## [Task list]
• A. In the bokashi fertilizer article, how long should a full bokashi container ferment at room temperature?
• B. Rewrite the part of the bokashi fertilizer article that begins at the words "In the search" and stops after "is bokashi fertilizer?", putting "gardeners" in place of "growers".
• C. Carry on the bokashi fertilizer article from where it stops.

Is it a good idea to use bokashi fertilizer in marijuana growing?

Written by on 15 July, 2020

When growing your own cannabis you can implement various alternatives to save some costs or simply to make the process easier.

In the search for new options, many growers use bokashi fertilizer in their plantation, but what exactly is it, does it really work in the cannabis growing? Well, if you are interested in knowing the answers, keep reading this post.

What is bokashi fertilizer?

Bokashi fertilizer is a method of Japanese origin, different from other forms of compost, based on anaerobic fermentation processes catalyzed by certain microbes.

With this method, you can transform kitchen scraps into fertilizer for your marijuana plants, and without any unpleasant odors.

How to do it?

To begin this method you must place the food remains, (fruits, vegetables, meat remains, among others), in a container (airtight and with holes in the base to drain the liquid that is generated) and cover them with a little fiber (like wheat bran or sawdust) inoculated with MS (bacteria called effective microorganisms).

As you add more leftovers from the kitchen, add more bran, but avoid placing rotten food scraps, large bones and shells.

When your bokashi container or bucket is full, you should keep it closed and let it ferment at room temperature for 2-3 weeks.

When you add it to the soil, this fermented compost will decompose quickly and attract fungi, worms, bacteria and other beneficial organisms.

## [Given data]
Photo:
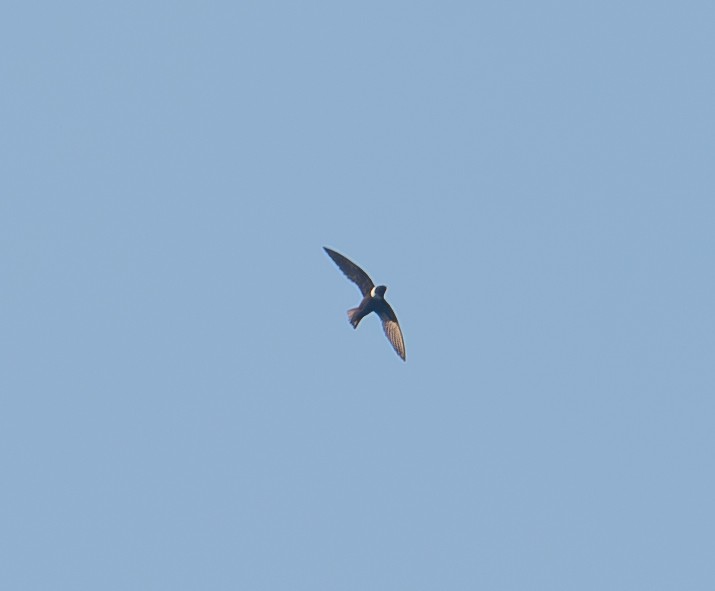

## [Response list]
• A. 2-3 weeks.

• B.
In the search for new options, many gardeners use bokashi fertilizer in their plantation, but what exactly is it, does it really work in the cannabis growing? Well, if you are interested in knowing the answers, keep reading this post.

What is bokashi fertilizer?

• C.
Advantages of Bokashi Compost

This type of fertilizer is respectful of the planet, and allows you to improve the health of your plants without using pesticides or synthetic fertilizers.

This method contains more nitrogen than normal compost, which guarantees a higher percentage of this nutrient, so important for the vegetative growth of your plants.

In addition, with this technique it will take a few weeks to create a concentrated fertilizer for your plants.

Many cannabis growers use this technique on its own or mix it with compost.


The disadvantage of bokashi fertilizer is that the process of decomposition is less, unlike normal compost, so most nutrients remain attached to large molecules and cannot be absorbed quickly by the roots.

Most home fertilizers, including bokashi, may contain pathogens and transfer them to your growing.

This method does not work well with carbon-rich materials (dried leaves, crushed branches, etc.) found in your garden.